§ Instructions for the task:
Pull every line with "buses" from the material.

§ Material supplied:
__________________________________________________
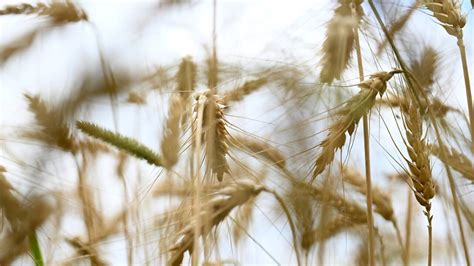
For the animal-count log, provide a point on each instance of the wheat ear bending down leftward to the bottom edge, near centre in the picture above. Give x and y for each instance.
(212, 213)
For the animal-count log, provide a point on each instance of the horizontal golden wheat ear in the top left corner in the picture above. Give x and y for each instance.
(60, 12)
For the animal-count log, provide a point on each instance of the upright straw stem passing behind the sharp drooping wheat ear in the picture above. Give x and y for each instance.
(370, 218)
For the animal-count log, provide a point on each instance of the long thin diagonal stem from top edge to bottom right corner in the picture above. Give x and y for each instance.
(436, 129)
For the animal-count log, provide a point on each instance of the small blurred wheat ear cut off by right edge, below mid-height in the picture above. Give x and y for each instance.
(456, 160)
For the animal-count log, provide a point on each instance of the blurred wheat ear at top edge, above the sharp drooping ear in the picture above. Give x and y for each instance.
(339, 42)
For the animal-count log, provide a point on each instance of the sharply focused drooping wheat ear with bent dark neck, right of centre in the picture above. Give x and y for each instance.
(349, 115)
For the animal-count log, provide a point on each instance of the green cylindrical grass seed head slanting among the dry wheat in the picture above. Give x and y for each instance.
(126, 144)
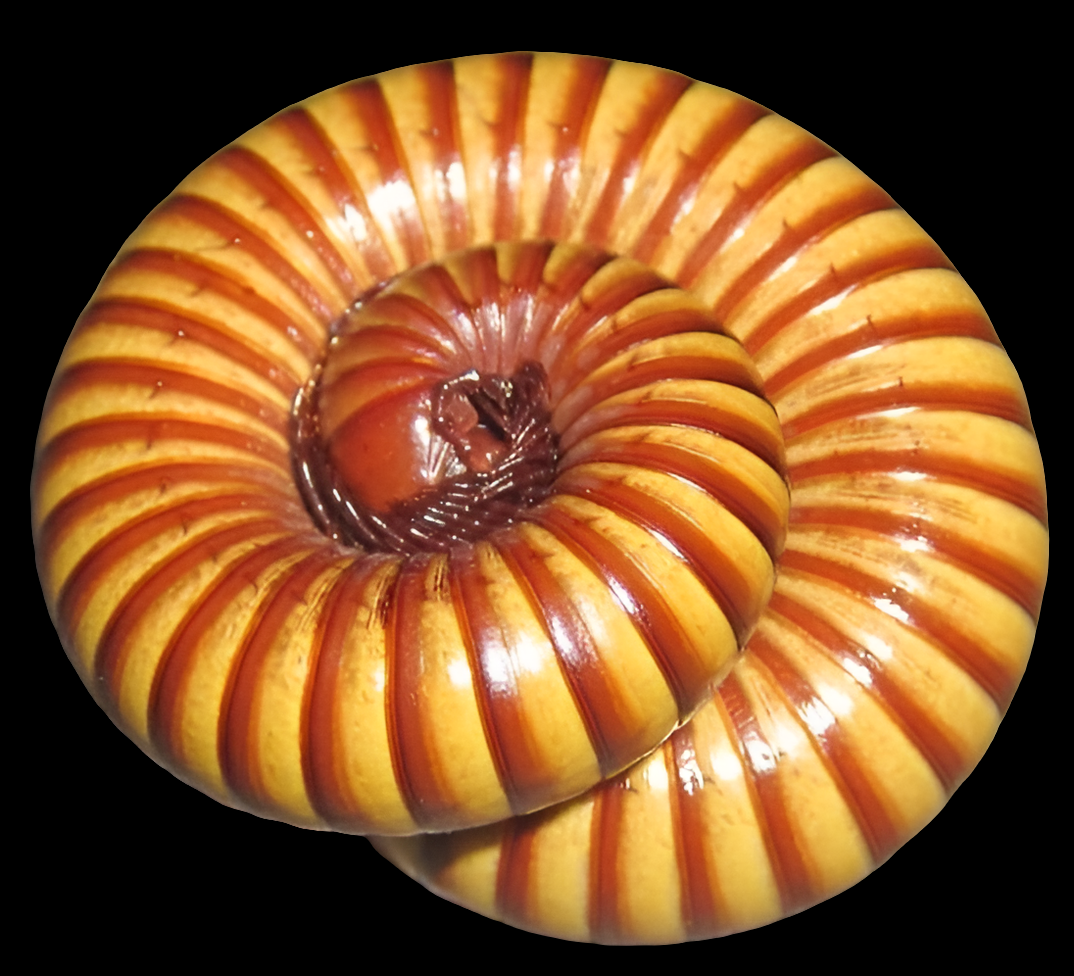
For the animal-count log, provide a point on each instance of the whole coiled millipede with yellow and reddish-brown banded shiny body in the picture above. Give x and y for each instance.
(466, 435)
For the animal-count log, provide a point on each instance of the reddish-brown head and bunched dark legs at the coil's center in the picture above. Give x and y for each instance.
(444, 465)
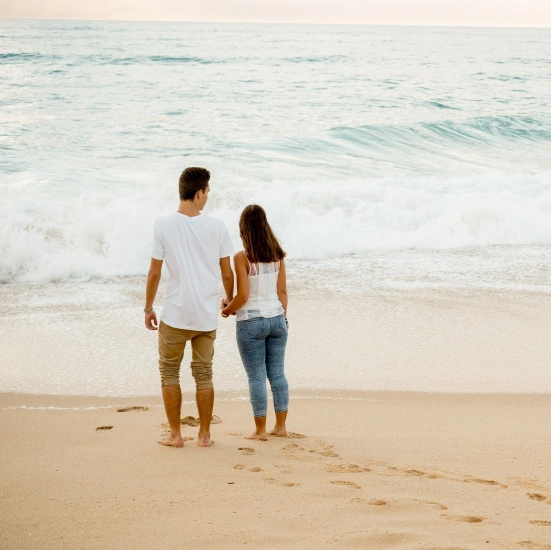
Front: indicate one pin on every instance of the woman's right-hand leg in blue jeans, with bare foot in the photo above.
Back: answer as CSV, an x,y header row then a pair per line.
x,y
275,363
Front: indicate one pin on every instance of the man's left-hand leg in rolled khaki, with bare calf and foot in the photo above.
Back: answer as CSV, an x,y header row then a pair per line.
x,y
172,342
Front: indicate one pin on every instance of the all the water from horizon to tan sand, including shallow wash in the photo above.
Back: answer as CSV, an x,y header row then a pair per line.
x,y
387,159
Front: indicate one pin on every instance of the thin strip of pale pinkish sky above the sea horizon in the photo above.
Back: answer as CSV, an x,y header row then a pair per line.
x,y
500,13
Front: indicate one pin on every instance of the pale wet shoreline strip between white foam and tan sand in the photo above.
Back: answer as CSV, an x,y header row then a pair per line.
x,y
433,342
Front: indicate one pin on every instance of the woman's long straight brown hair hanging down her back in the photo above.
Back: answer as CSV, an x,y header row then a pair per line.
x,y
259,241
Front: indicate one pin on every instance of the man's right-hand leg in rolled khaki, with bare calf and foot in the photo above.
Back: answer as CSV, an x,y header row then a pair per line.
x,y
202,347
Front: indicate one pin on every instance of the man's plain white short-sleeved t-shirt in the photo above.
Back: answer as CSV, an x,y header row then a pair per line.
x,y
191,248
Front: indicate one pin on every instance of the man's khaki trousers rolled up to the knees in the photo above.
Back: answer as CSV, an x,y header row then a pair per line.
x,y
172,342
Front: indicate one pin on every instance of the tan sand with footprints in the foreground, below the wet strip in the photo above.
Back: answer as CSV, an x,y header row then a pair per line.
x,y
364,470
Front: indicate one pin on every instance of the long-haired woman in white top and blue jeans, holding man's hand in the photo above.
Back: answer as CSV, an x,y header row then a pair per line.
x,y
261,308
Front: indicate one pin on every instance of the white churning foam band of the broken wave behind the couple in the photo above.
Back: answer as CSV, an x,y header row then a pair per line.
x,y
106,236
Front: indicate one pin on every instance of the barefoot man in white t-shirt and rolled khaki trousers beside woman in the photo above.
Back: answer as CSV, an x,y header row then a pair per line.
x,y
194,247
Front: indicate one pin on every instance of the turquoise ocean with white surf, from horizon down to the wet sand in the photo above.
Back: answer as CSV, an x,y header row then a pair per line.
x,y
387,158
__________________________________________________
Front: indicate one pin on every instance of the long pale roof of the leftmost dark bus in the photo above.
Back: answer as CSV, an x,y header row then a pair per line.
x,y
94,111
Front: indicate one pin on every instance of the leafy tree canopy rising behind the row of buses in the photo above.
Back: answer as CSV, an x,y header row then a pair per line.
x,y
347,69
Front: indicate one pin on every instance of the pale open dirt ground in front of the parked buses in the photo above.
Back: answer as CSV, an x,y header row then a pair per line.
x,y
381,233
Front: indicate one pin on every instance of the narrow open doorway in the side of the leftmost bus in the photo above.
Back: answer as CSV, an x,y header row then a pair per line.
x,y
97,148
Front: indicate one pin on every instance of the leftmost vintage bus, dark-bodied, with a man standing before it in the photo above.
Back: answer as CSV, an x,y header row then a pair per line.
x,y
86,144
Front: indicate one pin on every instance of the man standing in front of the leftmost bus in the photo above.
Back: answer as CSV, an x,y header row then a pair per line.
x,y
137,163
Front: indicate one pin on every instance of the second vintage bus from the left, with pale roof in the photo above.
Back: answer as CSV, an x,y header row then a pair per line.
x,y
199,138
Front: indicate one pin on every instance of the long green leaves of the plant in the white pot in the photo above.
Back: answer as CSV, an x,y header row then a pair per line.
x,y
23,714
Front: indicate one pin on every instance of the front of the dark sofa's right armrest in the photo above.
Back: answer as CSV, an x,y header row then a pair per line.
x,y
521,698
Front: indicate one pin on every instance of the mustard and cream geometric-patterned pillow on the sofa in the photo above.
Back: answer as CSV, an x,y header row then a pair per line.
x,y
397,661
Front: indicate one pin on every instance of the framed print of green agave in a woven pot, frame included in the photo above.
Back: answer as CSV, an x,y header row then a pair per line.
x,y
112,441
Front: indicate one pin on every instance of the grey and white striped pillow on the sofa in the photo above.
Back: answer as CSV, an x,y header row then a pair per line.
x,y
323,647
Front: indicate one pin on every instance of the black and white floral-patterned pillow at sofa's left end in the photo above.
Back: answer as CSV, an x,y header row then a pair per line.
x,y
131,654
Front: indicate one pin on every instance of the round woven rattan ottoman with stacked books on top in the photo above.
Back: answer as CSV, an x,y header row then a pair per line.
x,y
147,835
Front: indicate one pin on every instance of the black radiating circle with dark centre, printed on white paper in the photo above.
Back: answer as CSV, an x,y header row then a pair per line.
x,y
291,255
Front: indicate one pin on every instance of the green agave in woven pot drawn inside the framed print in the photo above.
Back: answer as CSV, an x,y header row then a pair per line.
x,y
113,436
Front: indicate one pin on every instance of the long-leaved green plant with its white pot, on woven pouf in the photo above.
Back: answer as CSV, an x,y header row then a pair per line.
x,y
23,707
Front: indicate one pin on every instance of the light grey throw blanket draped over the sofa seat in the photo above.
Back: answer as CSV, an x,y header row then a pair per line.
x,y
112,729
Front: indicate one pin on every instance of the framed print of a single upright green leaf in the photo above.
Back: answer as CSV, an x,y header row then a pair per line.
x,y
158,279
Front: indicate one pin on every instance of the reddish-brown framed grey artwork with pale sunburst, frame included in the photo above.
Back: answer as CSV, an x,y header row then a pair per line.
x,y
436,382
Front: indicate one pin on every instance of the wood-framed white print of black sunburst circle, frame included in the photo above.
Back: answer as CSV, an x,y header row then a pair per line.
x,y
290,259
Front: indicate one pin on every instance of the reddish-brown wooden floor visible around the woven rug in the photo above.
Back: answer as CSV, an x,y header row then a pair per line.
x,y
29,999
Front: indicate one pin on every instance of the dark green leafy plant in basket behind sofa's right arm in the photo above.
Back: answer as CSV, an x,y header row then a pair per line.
__________________________________________________
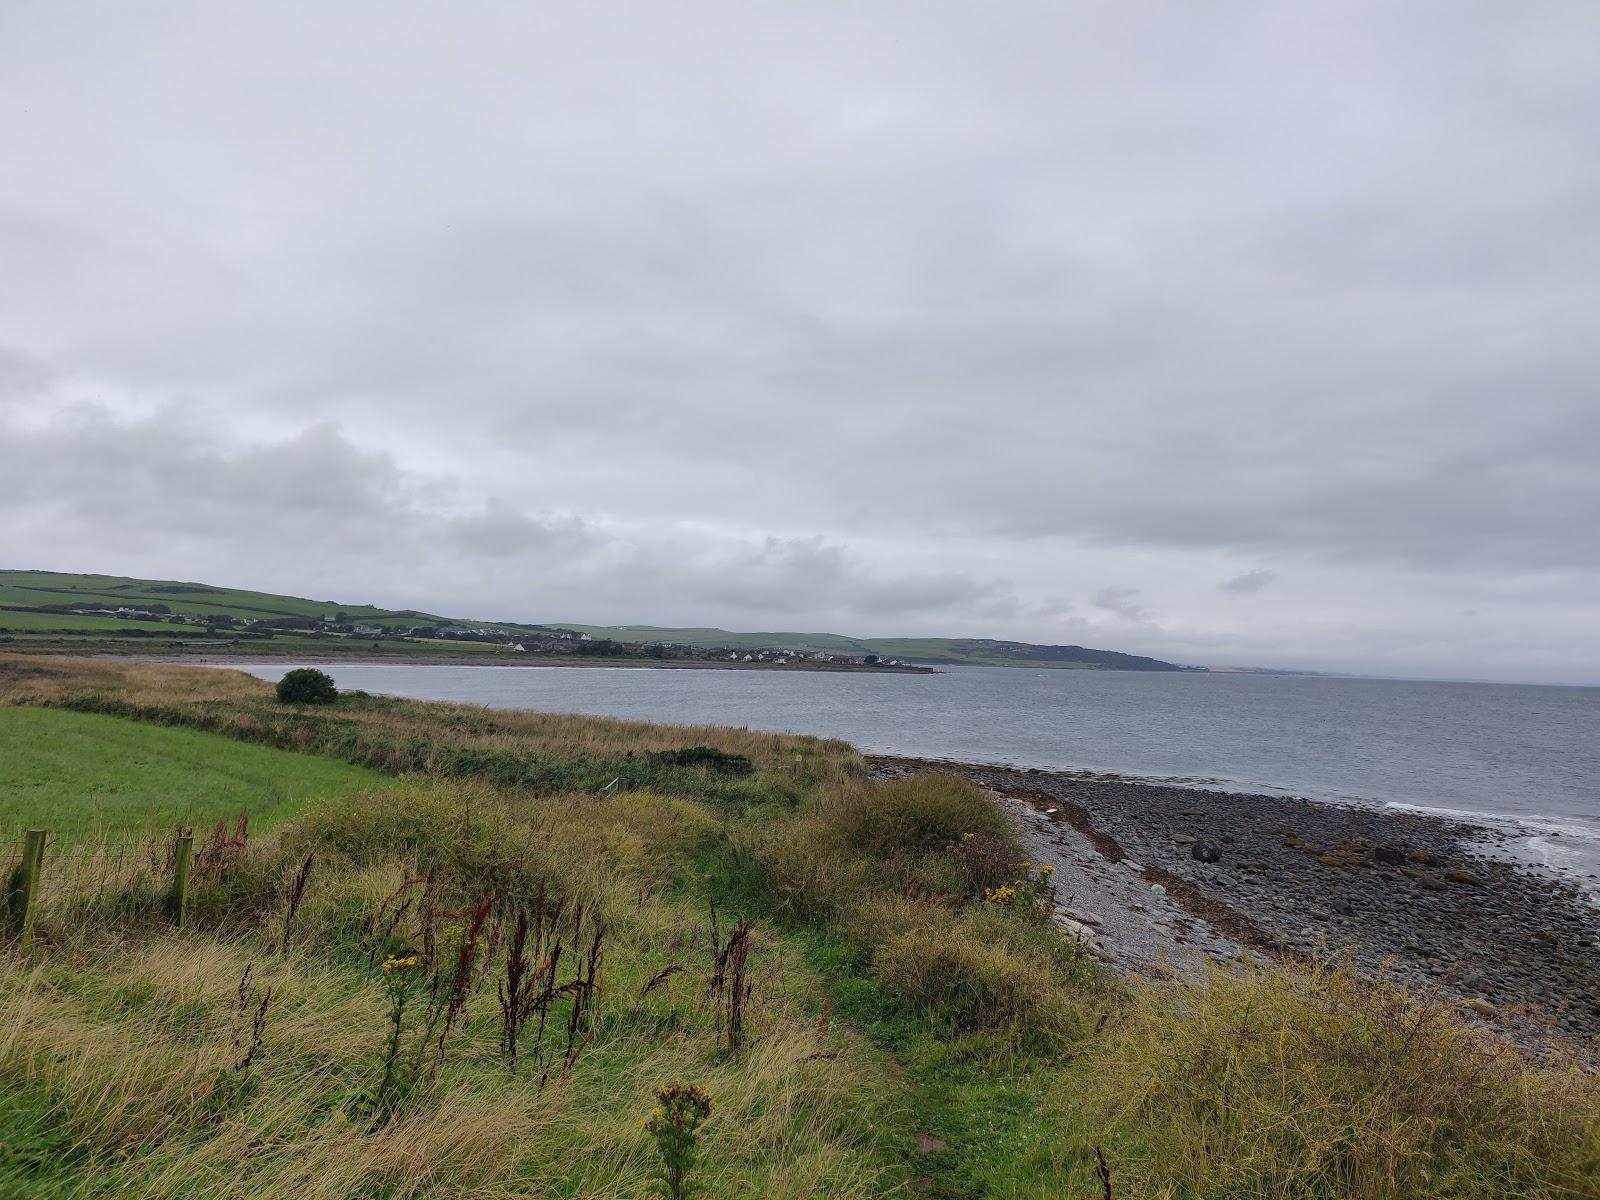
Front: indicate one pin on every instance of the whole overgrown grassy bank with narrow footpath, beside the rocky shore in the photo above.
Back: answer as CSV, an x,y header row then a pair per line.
__________________________________________________
§ Answer space:
Front: indicate one pin on every instance of the leafy tree canopy rising behind the row of buses in the photo above.
Front: indicate one pin on every instance of the pale open dirt ground in front of the parked buses in the photo above.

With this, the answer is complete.